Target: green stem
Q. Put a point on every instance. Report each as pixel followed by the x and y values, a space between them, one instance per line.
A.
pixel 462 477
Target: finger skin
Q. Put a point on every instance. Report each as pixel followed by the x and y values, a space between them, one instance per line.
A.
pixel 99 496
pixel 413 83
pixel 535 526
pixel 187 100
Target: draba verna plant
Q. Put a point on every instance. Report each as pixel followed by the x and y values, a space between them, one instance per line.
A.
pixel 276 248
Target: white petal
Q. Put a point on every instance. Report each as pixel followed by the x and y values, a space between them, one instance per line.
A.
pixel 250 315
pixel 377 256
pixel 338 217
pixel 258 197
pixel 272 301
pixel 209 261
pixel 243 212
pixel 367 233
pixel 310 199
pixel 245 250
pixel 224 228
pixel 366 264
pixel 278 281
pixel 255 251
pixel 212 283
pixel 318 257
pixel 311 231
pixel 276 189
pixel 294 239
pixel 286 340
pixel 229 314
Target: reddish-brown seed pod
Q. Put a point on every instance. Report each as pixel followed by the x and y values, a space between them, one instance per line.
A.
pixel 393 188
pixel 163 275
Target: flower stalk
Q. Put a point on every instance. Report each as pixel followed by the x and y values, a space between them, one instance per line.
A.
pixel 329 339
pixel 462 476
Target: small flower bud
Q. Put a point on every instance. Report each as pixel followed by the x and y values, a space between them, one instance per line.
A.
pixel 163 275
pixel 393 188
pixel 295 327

- - - - -

Problem requirements: Starting with the line that contains "Target: finger skin", return each line through the last one of the data above, exactly as written and nothing more.

Correct output:
Target: finger skin
Q. Put a point on every instance. Report each as pixel followed by the x and y values, a space between them, one instance per line.
A.
pixel 99 496
pixel 413 83
pixel 535 526
pixel 187 100
Target: draba verna plant
Q. Put a point on every instance. Report each as pixel followed by the x and y values, a space between them, one instance per line.
A.
pixel 276 248
Target: white petal
Q. Put a point on every instance. Report each as pixel followed by the x and y values, a space between them, one instance per line.
A.
pixel 250 315
pixel 377 256
pixel 338 217
pixel 258 197
pixel 272 301
pixel 209 261
pixel 243 212
pixel 367 233
pixel 310 199
pixel 245 250
pixel 224 228
pixel 366 264
pixel 278 281
pixel 255 251
pixel 212 283
pixel 318 257
pixel 311 231
pixel 276 189
pixel 294 239
pixel 286 340
pixel 229 314
Target: reddish-brown seed pod
Q. Put a point on every instance. Report each as pixel followed by the x and y values, a space between them, one instance per line.
A.
pixel 393 188
pixel 163 275
Target: flower stalk
Q. Put a point on every instance. Report each as pixel followed by the x and y values, a space between them, one instance per line.
A.
pixel 329 339
pixel 462 476
Target: small flower bud
Q. Put a point on every instance. Report each as pixel followed by the x and y values, a space between them, one instance per line.
A.
pixel 163 275
pixel 393 188
pixel 295 327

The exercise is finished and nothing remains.